((

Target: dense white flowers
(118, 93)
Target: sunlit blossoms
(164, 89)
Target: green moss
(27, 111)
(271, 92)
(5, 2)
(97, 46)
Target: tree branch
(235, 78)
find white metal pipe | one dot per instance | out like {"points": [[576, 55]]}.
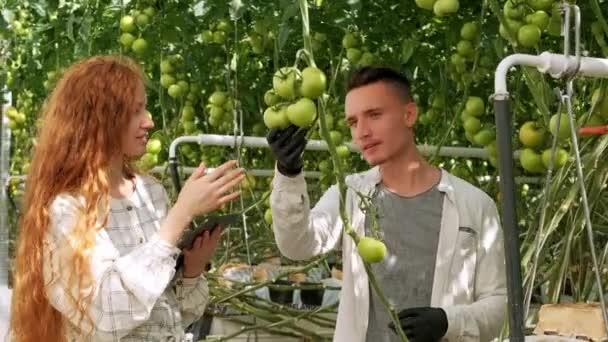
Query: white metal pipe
{"points": [[314, 145], [500, 79], [5, 143], [253, 172], [553, 64]]}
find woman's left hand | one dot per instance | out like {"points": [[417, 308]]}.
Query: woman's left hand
{"points": [[203, 249]]}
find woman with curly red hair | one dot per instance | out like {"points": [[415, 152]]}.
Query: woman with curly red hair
{"points": [[97, 249]]}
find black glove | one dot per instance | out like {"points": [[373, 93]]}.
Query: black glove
{"points": [[423, 324], [287, 146]]}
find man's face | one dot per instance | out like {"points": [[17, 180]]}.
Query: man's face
{"points": [[380, 121]]}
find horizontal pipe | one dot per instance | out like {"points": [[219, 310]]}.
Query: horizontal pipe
{"points": [[188, 170], [500, 79], [556, 65], [313, 145]]}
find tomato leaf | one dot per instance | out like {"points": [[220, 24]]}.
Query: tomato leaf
{"points": [[407, 49], [237, 8]]}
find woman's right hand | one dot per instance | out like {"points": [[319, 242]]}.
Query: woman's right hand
{"points": [[202, 194]]}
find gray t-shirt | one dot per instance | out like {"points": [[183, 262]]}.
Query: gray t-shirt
{"points": [[409, 226]]}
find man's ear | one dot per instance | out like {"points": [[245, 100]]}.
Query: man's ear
{"points": [[410, 113]]}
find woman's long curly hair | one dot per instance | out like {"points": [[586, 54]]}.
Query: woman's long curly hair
{"points": [[82, 122]]}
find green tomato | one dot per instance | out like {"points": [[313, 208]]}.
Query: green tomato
{"points": [[302, 113], [284, 82], [314, 82], [371, 250]]}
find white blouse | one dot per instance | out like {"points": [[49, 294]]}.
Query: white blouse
{"points": [[136, 293]]}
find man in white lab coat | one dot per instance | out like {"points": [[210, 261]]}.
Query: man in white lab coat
{"points": [[444, 270]]}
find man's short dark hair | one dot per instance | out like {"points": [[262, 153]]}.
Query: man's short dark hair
{"points": [[370, 74]]}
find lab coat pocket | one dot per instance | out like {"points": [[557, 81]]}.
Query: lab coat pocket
{"points": [[464, 264]]}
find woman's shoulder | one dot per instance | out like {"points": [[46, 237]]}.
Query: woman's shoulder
{"points": [[152, 186]]}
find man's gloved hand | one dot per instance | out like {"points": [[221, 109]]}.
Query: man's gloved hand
{"points": [[287, 146], [423, 324]]}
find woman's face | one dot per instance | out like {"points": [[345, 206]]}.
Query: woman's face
{"points": [[136, 135]]}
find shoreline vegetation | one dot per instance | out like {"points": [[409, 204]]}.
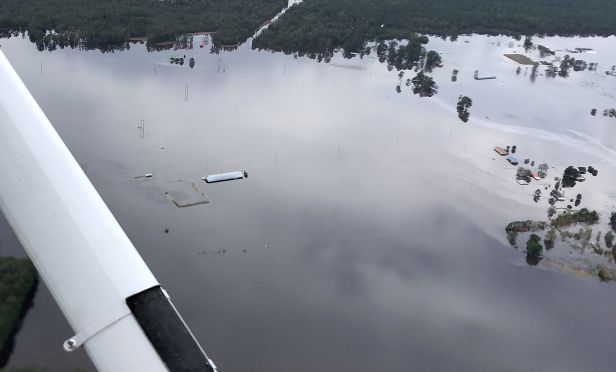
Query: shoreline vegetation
{"points": [[18, 282], [318, 26], [313, 27], [109, 25]]}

))

> **WORK ITEM**: Without the images, write out all of the records exactly.

> **THE ANSWER**:
Target: dense white flowers
(118, 93)
Target: sunlit blossoms
(164, 89)
Target: green moss
(27, 111)
(271, 92)
(5, 2)
(97, 46)
Target: tree branch
(235, 78)
find white metal pipe | one dot per instance | out like {"points": [[576, 55]]}.
Query: white metal pipe
{"points": [[314, 145], [500, 79], [5, 143], [253, 172], [553, 64]]}
find woman's left hand | one dot per instance | out like {"points": [[417, 308]]}.
Query: woman's left hand
{"points": [[203, 249]]}
find woman with curly red hair | one dot per instance | out like {"points": [[415, 152]]}.
Query: woman with curly red hair
{"points": [[97, 249]]}
find black glove | one dot per instance | out like {"points": [[373, 93]]}.
Query: black glove
{"points": [[423, 324], [287, 146]]}
find man's face | one dot per instance | out like {"points": [[17, 180]]}.
Query: man's face
{"points": [[380, 121]]}
find horizontal pipe | one dot per instance | out like {"points": [[219, 310]]}.
Query: horizontal pipe
{"points": [[188, 170], [500, 79], [556, 65], [313, 145]]}
find tomato leaf | one dot per instance | out like {"points": [[220, 24]]}.
Query: tomato leaf
{"points": [[407, 49], [237, 8]]}
find woman's right hand | one dot per instance | out like {"points": [[319, 242]]}.
Query: woman's right hand
{"points": [[202, 194]]}
find gray t-shirt | one dot per instance | out like {"points": [[183, 262]]}.
Query: gray t-shirt
{"points": [[409, 226]]}
find man's ear | one dot per instance | out like {"points": [[245, 100]]}.
Query: man's ear
{"points": [[410, 113]]}
find woman's long curly hair | one dot per instance | out like {"points": [[586, 54]]}.
Query: woman's long curly hair
{"points": [[82, 122]]}
find green tomato | one dot per instance | out like {"points": [[313, 208]]}.
Query: green tomato
{"points": [[302, 113], [284, 82], [314, 82], [371, 250]]}
find white blouse | one dot per instance | out like {"points": [[49, 294]]}.
Query: white blouse
{"points": [[136, 293]]}
find man in white lab coat | one dot per instance | out like {"points": [[210, 261]]}.
Query: man in white lab coat
{"points": [[444, 270]]}
find man's short dark hair | one dot per instance | out like {"points": [[262, 153]]}.
Query: man's short dark hair
{"points": [[370, 74]]}
find lab coat pocket | one dot per instance | out like {"points": [[557, 81]]}.
Query: lab coat pocket
{"points": [[464, 264]]}
find woman's shoulder | one dot per instance | out like {"points": [[46, 237]]}.
Query: woman's shoulder
{"points": [[152, 186]]}
find man's gloved hand | one dot per instance | out like {"points": [[221, 109]]}.
Query: man's gloved hand
{"points": [[287, 146], [423, 324]]}
find woman's face | one dot per instance | out like {"points": [[345, 206]]}.
Query: woman's face
{"points": [[136, 135]]}
find shoreline vegetation | one dot per instance | out like {"points": [[409, 204]]}.
Query: shoreline vegetation
{"points": [[18, 282], [318, 26], [313, 27], [109, 25]]}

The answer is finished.